▶ [WHAT TO DO] Copy the data word for word, beginning at the line that has "- **Object to find**: wall clock" and continuing through the very end of the data.

▶ [PROVIDED DATA]

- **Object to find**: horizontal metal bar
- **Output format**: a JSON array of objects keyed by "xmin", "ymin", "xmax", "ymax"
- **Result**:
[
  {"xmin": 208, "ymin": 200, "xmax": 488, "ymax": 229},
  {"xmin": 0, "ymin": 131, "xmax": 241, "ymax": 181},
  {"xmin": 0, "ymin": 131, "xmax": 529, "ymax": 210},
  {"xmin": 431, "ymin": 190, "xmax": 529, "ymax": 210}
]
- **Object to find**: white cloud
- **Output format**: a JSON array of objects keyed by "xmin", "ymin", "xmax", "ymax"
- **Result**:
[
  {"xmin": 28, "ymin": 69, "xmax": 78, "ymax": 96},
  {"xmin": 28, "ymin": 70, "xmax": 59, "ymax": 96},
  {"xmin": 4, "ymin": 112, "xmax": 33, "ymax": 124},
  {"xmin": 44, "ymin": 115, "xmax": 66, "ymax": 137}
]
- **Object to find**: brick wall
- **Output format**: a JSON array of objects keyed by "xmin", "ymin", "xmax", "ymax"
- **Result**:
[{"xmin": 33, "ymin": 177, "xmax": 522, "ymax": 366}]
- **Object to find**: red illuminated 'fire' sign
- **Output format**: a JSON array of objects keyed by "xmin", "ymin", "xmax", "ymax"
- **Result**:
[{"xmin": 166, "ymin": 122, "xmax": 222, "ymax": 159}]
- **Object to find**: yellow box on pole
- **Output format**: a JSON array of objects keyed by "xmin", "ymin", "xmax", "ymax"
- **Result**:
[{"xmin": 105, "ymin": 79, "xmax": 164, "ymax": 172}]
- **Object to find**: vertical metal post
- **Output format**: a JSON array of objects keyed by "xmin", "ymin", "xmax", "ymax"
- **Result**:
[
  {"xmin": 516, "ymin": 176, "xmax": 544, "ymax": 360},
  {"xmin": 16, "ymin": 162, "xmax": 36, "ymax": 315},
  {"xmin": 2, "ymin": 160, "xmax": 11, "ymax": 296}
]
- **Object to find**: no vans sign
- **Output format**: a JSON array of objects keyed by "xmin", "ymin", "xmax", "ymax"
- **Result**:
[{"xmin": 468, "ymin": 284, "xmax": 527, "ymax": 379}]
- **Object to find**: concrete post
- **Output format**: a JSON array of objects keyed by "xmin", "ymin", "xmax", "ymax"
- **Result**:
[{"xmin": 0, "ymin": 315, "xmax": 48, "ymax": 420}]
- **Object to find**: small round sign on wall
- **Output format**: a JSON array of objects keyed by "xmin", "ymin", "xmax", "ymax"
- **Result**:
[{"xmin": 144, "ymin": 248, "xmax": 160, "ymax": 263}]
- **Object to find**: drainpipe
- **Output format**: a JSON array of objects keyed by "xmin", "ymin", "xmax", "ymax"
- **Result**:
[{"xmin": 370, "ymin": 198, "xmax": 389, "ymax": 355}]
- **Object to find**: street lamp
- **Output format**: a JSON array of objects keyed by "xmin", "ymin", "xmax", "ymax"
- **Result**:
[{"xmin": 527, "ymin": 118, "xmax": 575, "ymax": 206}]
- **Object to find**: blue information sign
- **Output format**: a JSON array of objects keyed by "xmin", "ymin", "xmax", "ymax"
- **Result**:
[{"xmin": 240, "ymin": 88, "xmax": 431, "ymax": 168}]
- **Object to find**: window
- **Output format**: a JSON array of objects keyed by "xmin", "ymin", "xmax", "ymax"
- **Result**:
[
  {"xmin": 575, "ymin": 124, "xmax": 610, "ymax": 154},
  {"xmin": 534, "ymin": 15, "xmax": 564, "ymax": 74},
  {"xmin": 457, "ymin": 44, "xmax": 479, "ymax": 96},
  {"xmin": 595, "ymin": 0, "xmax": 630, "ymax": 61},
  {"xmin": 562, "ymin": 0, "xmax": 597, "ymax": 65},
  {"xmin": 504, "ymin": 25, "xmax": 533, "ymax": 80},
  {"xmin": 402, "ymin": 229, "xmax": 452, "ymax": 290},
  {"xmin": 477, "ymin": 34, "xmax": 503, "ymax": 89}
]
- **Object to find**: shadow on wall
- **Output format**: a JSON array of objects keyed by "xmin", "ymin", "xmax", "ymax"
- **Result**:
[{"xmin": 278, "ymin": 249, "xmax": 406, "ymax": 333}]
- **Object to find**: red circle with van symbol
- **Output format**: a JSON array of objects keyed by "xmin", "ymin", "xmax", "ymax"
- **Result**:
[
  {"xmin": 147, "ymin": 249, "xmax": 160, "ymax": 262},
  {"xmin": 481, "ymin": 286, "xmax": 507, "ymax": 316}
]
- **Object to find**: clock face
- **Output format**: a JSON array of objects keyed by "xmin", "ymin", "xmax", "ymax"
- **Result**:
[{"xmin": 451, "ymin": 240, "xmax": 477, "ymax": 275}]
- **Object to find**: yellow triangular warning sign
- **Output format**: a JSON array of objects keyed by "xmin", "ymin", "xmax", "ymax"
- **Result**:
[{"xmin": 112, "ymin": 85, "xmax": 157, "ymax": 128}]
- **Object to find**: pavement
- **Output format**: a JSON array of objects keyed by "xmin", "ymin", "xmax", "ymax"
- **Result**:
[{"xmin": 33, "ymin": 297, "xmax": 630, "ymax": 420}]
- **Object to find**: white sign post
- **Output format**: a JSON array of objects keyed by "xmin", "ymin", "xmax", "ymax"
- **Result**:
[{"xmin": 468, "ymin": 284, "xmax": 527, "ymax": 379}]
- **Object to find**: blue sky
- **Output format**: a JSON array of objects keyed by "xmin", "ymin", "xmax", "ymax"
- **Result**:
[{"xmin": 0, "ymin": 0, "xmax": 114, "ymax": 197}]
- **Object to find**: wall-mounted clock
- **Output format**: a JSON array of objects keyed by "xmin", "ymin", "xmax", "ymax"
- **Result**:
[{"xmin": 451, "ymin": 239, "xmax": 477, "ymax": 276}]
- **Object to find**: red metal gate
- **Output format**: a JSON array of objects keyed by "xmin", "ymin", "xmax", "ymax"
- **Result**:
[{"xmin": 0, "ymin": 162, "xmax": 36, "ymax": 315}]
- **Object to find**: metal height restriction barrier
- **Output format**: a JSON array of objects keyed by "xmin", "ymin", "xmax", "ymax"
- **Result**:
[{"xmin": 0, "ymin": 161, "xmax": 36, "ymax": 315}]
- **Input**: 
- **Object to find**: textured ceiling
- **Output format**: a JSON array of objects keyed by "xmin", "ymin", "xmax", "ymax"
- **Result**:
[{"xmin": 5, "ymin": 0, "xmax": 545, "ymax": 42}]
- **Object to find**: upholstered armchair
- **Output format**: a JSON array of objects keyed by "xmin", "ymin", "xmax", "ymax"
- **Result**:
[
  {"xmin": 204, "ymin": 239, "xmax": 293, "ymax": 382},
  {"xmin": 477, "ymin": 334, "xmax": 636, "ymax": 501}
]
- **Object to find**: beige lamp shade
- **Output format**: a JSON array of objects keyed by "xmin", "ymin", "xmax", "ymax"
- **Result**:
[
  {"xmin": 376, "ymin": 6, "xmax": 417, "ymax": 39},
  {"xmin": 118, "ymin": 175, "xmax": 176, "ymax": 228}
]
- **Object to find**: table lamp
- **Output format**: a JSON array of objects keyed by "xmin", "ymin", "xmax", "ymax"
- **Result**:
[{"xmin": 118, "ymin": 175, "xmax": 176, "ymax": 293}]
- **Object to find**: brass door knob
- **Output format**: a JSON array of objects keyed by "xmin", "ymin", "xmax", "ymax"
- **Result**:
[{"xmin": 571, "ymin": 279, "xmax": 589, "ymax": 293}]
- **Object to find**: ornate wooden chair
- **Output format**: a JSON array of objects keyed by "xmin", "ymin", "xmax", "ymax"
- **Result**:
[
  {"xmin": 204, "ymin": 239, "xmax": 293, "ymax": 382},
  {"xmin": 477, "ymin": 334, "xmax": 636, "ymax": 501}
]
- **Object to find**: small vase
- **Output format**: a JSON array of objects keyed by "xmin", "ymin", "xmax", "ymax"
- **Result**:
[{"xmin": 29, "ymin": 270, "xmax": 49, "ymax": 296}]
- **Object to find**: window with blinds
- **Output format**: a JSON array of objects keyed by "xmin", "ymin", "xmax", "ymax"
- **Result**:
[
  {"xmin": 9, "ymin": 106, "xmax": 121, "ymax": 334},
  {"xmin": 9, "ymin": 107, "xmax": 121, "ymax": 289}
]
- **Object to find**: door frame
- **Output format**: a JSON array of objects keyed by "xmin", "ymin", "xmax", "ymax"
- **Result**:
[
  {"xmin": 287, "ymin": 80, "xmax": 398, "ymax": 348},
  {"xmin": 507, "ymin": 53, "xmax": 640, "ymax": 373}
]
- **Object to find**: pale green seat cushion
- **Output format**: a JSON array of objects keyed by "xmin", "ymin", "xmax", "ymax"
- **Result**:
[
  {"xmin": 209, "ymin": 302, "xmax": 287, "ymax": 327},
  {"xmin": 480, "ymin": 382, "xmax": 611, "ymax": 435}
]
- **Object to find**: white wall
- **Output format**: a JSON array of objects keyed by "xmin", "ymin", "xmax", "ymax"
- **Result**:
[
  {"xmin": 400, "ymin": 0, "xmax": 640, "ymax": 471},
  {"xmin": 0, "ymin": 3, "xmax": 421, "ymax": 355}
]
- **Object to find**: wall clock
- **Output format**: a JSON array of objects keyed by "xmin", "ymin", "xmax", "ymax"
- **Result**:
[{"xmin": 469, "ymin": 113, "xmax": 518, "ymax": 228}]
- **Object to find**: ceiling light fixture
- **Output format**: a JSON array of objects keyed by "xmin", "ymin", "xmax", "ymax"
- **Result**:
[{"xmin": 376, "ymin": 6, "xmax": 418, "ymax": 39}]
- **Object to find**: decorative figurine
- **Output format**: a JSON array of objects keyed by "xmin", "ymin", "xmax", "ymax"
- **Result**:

▶ [TASK ANSWER]
- **Object to find**: wall clock
- **Output format**: a JSON array of objects keyed by "xmin", "ymin", "xmax", "ymax"
- **Result**:
[{"xmin": 469, "ymin": 113, "xmax": 518, "ymax": 228}]
- **Object to find**: ceiling light fixture
- **Output format**: a JSON array of objects keyed by "xmin", "ymin", "xmax", "ymax"
- **Result**:
[{"xmin": 376, "ymin": 6, "xmax": 418, "ymax": 39}]
- **Object to find**: decorative figurine
- **Output format**: a JSON array of objects keyed by "xmin", "ymin", "xmax", "ymax"
- **Result**:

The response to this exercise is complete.